THE EXERCISE —
Set out all of the data below as a numbered list, one line per item, with any blank lines left out.

ENTRIES SHOWN —

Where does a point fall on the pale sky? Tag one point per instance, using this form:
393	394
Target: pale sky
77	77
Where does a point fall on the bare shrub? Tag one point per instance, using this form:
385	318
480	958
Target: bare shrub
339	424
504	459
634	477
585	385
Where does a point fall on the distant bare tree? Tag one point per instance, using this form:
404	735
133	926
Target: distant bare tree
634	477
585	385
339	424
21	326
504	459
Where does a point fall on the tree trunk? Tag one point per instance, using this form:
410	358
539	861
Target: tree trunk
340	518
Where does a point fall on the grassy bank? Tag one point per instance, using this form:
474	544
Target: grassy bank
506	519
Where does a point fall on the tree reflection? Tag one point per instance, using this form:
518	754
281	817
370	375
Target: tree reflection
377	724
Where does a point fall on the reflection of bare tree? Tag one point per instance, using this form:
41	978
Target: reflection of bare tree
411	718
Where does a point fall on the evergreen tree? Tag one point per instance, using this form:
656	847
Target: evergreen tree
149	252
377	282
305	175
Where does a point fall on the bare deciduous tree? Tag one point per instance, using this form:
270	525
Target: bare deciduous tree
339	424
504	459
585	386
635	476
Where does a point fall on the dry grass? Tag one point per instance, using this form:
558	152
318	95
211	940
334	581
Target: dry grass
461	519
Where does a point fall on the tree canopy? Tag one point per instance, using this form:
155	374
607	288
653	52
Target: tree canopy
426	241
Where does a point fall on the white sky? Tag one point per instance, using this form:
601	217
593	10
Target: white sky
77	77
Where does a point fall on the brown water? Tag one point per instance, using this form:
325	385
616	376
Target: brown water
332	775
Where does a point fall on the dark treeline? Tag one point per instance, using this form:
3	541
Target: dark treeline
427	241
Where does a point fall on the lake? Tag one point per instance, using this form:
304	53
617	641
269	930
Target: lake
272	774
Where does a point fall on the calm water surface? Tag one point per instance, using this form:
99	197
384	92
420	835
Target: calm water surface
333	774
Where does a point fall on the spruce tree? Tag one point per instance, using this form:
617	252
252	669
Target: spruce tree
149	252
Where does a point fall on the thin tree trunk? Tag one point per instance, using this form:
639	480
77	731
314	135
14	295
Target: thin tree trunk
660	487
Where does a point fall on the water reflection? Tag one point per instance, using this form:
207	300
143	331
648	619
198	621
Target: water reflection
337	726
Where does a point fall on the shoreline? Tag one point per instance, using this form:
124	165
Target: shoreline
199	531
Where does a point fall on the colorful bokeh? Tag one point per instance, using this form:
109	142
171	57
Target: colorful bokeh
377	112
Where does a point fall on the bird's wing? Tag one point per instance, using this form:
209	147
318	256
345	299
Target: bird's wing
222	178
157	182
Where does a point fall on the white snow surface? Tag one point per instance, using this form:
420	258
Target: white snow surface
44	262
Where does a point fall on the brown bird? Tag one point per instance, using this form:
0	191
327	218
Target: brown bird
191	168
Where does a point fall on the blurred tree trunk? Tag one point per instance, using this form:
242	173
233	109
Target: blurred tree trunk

THE SOLUTION —
1. Where does a point fall on the pale sky? Tag one point per instance, using this form:
2. 393	394
3. Target: pale sky
4. 77	77
5. Where does a point fall on the bare shrub? Tag one point per instance, using this form:
6. 385	318
7. 480	958
8. Target: bare shrub
9. 339	424
10. 504	459
11. 634	477
12. 585	385
13. Where does a point fall on the distant bare tree? Tag one point per instance, using this form:
14. 404	735
15. 133	926
16. Target: distant bare tree
17. 634	477
18. 585	385
19. 339	424
20. 21	326
21. 504	459
22. Where does a point fall on the tree trunk? Tag one point per instance, using this form:
23. 410	358
24. 539	861
25. Target: tree trunk
26. 340	518
27. Where does a point fall on the grassy bank? Tag one point per instance, using this form:
28. 474	544
29. Target: grassy bank
30. 506	519
31. Where does a point fall on the tree reflection? Tag one point per instance, using this form:
32. 518	754
33. 281	817
34. 370	375
35. Target: tree reflection
36. 377	724
37. Where does a point fall on the reflection of bare tree? Tag one point per instance, using this form:
38. 41	978
39. Target: reflection of bare tree
40. 411	718
41. Where does a point fall on the evergreen tree? Tag one point per instance, using this form:
42. 656	847
43. Target: evergreen tree
44. 149	252
45. 377	282
46. 305	175
47. Where does a point fall on the bare deciduous tree? Tag one point per instance, using this form:
48. 270	525
49. Target: bare deciduous tree
50. 339	424
51. 504	459
52. 585	386
53. 635	476
54. Where does a point fall on the dry grass? Tag one point per instance, using this form:
55. 558	152
56. 318	95
57. 211	940
58. 334	581
59. Target: dry grass
60. 461	519
61. Where does a point fall on the tree canopy? Tag one point per instance, using this form:
62. 155	374
63. 607	288
64. 653	52
65. Target: tree canopy
66. 426	241
67. Where does a point fall on the white sky? Tag one point per instance, using this form:
68. 601	217
69. 593	10
70. Target: white sky
71. 77	77
72. Where does a point fall on the brown water? Tag one point per instance, using this form:
73. 325	385
74. 616	376
75. Target: brown water
76. 332	775
77. Where does a point fall on the dark treeline? Tag one point per instance, using this form:
78. 3	541
79. Target: dark treeline
80. 427	241
81. Where does a point fall on the lake? Tag one point per instance, using this form:
82. 304	53
83. 617	641
84. 269	930
85. Target: lake
86. 272	774
87. Where does a point fall on the calm water surface? Tag one point per instance, using this form:
88. 99	197
89. 384	92
90. 420	835
91. Target: calm water surface
92. 333	774
93. Where does a point fall on the spruce tree? Tag one point per instance, using this form:
94. 617	252
95. 252	669
96. Target: spruce tree
97. 149	252
98. Where does a point fall on the thin tree trunk? Tag one point per instance, using this form:
99. 639	480
100. 77	731
101. 314	135
102. 14	295
103. Target: thin tree trunk
104. 660	487
105. Where does a point fall on the water reflection? Tag one point per instance, using this form:
106. 207	300
107. 143	331
108. 648	619
109. 198	621
110. Target: water reflection
111. 337	726
112. Where does a point fall on the shoreline? Tag one point per instance, using this form:
113. 124	165
114. Target: shoreline
115. 199	531
116. Where does a point fall on the colorful bokeh? Tag one point per instance, using this form:
117. 109	142
118. 171	57
119. Target: colorful bokeh
120. 377	112
121. Where does a point fall on the bird's wing? Tag one point per instance, using this form:
122. 209	147
123. 318	256
124. 345	299
125. Target: bird's wing
126. 222	178
127. 157	182
128. Where does a point fall on the white snow surface? Tag one point per instance, using this form:
129. 420	258
130. Target: white snow surface
131. 44	262
132. Where does a point fall on the brown bird? Tag one point per instance, using this form:
133. 0	191
134. 327	218
135. Target: brown bird
136. 191	168
137. Where does a point fall on the blurred tree trunk? Tag one point per instance, using this form:
138. 242	173
139. 233	109
140. Target: blurred tree trunk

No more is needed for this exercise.